§ What the task asks
Starting at the line with "Spot the overcast" in it, reproduce each line below through the last one, exactly, and include nothing else.

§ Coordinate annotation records
○ ○ ○

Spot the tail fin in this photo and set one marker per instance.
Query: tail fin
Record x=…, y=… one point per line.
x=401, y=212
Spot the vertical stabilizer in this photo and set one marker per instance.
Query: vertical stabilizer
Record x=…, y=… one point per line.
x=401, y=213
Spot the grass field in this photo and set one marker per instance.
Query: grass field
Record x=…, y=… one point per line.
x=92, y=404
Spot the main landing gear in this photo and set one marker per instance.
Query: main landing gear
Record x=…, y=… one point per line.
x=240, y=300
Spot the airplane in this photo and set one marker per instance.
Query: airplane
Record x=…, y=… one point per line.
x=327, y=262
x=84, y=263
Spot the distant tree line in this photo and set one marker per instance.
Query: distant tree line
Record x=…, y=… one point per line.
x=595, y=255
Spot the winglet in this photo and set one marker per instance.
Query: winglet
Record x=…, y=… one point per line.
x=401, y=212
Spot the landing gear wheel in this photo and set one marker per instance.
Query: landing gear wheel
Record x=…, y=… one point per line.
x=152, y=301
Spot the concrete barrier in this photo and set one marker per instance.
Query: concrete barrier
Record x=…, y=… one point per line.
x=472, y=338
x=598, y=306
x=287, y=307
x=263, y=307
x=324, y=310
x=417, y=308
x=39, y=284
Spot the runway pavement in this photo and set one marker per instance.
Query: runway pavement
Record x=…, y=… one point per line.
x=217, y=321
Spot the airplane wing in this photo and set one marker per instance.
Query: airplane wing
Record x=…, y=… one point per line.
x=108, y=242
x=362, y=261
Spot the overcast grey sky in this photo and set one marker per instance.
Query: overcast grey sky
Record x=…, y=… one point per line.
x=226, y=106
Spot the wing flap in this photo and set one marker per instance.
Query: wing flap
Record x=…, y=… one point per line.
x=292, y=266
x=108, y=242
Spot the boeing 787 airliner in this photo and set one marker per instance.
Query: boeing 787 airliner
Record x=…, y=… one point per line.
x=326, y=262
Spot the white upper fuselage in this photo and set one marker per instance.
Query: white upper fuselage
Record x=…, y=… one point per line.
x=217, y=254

○ ○ ○

§ Answer to this task
Spot the overcast grey sky in this photo and set one marker per instance.
Query: overcast grey sky
Record x=…, y=… one point per line.
x=226, y=106
Spot the wing flap in this photo and set one marker per instance.
Query: wing flap
Record x=…, y=… one point per line.
x=292, y=266
x=108, y=242
Spot the boeing 787 airliner in this photo and set one marker per instance.
Query: boeing 787 airliner
Record x=…, y=… one point per line.
x=326, y=262
Spot the white upper fuselage in this photo and set one marker per instance.
Query: white upper fuselage
Record x=…, y=… one point per line.
x=217, y=254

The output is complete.